**TESTO ESTRATTO:**
##########
Ve lo ricordate quando Sam parlando con Gollum dice: “[…] C’è un solo modo di mangiare una coppia di conigli.”.
Ecco lo stesso concetto vale oggi per la fotografia di paesaggio.
C’è un solo modo per fotografare quella montagna, lago, albero, paesaggio!
Io a questa banalizzazione proprio non riesco ad aderire. Me ne sbatto dei likes, dei followers e di tutte le cazzate che i “social” hanno introdotto come un trojan in un sistema.
Sì perchè il concetto di like, seguito a strettissima ruota da quello dei seguaci, altro non è che un trojan installato nella nostra vita con l’aggravante che a farlo siamo stati noi stessi volontariamente.
Nella fotografia questo trojan sta producendo mostri che non avremmo mai pensato di vedere nella nostra vita ma tantè che le cose oggi vanno così e con buona pace di Black Mirror (vedi puntata “Caduta libera“) la realtà ha abbondantemente superato la finzione.
Mi chiedo quindi dove sia finita la personalità di ognuno di noi se lo spazio di esprimersi è ormai compresso in un minuscolo pertugio attraverso il quale cerchiamo di catturare l’attenzione di milioni e milioni di occhi che quotidianamente scorrono il flusso infinito della rete?
E’ chiaro che il gioco che stiamo facendo è solo ad uso e consumo delle piattaforme social, infatti al netto dell’originalità di ognuno di noi, è evidente che per catturare l’attenzione sempre più bassa e breve di un potenziale utente oggi l’unico modo è quello di pagare.
##########
**DATI FORNITI:**
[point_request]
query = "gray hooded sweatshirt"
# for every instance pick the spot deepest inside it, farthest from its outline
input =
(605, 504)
##########
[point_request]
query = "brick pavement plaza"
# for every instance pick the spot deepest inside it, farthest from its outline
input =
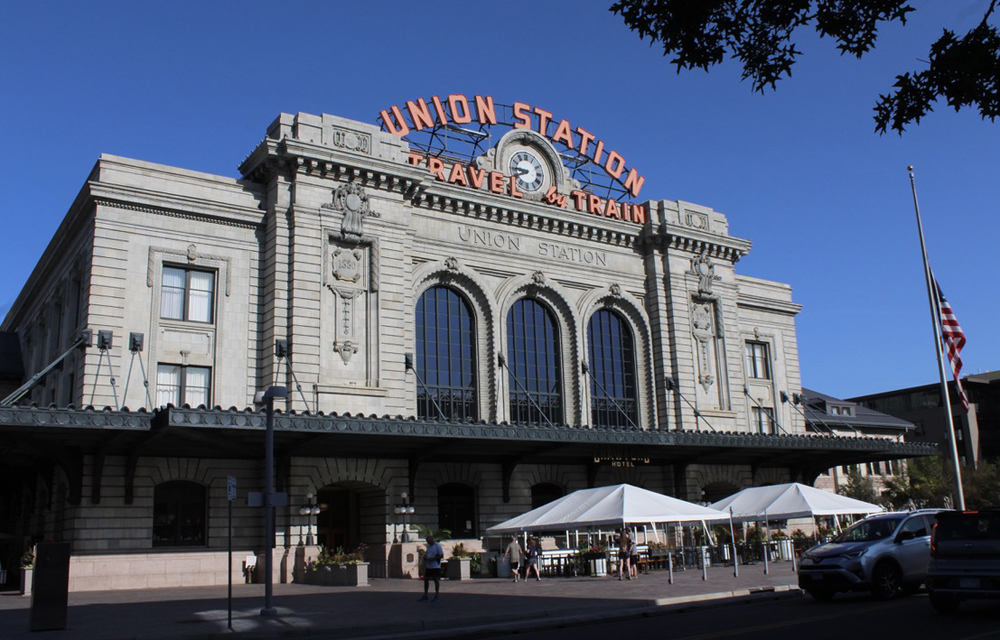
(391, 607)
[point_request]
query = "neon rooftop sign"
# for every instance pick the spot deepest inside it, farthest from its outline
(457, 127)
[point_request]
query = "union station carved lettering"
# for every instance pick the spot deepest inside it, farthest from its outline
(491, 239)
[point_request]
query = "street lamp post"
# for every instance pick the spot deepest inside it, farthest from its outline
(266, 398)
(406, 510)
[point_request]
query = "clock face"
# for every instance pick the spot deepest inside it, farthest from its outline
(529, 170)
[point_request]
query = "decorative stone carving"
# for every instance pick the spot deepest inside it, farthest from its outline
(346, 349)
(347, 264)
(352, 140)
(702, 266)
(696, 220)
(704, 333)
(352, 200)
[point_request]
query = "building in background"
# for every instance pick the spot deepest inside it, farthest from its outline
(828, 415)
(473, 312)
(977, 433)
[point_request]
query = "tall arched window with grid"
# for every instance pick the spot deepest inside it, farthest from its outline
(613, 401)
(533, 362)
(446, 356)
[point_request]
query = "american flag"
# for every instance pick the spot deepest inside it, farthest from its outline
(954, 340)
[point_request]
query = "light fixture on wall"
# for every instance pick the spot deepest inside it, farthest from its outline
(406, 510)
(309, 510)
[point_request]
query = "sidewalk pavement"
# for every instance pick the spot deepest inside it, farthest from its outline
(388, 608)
##########
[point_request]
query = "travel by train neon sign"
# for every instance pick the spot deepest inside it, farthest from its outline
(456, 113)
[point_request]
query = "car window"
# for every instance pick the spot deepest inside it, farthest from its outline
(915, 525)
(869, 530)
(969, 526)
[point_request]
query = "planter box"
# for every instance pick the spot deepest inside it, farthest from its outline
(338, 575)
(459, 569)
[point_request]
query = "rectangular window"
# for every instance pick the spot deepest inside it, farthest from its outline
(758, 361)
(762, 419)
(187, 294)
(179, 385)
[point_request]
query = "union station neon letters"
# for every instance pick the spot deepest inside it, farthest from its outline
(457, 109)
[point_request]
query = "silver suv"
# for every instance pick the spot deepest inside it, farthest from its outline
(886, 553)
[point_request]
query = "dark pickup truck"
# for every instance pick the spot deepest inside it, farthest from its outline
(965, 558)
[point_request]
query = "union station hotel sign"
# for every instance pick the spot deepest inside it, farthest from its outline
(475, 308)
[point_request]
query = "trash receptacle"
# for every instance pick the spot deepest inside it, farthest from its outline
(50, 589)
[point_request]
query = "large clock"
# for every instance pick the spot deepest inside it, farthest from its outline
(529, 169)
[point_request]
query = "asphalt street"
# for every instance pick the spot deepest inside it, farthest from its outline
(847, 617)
##########
**DA FARE 1:** Secondo il testo sulla fotografia di paesaggio, qual è oggi l'unico modo per catturare l'attenzione di un potenziale utente?
**DA FARE 2:** Prosegui il testo sulla fotografia di paesaggio e i social a partire dall'ultima frase riportata.

**RISPOSTA ESERCIZIO 1:** L'unico modo è pagare.

**RISPOSTA ESERCIZIO 2:**
Ci siamo prestati, gratuitamente, a questo gioco al massacro ed oggi ci ritroviamo (in)felicemente omologati in un flusso di immagini/informazioni che determina non solo il nostro modo di pensare e vivere ma anche quello di vedere ed intendere l’ambiente che ci circonda.


Nella mia piccolissima attività di documentazione del territorio, ritengo di non essermi ancora omologato al mainstream cercando sempre di anteporre i miei interessi e le mie curiosità agli scontati dogmi del social-fotografo.
Ma facciamo un ulteriore passo dentro al concetto di banalizzazione del paesaggio.
E’ di qualche settimana fa un articolo pubblicato sul blog ufficiale di IgersItalia dal titolo “Instagram: abbiamo un problema (di overexposure)“.
Vi invito caldamente a leggere il post e a trarre, se ne siete in grado, le debite conclusioni.
Ingenuamente pensavo avessi già toccato il fondo, ma evidentemente mi sbagliavo e la domanda che mi pongo è semplicemente dove finiremo?
Fino a che punto appiattiremo la nostra essenza di animali a favore di un pensiero, visione collettivo nel quale l’individualità è semplicemente vista come un errore, o peggio, una malattia?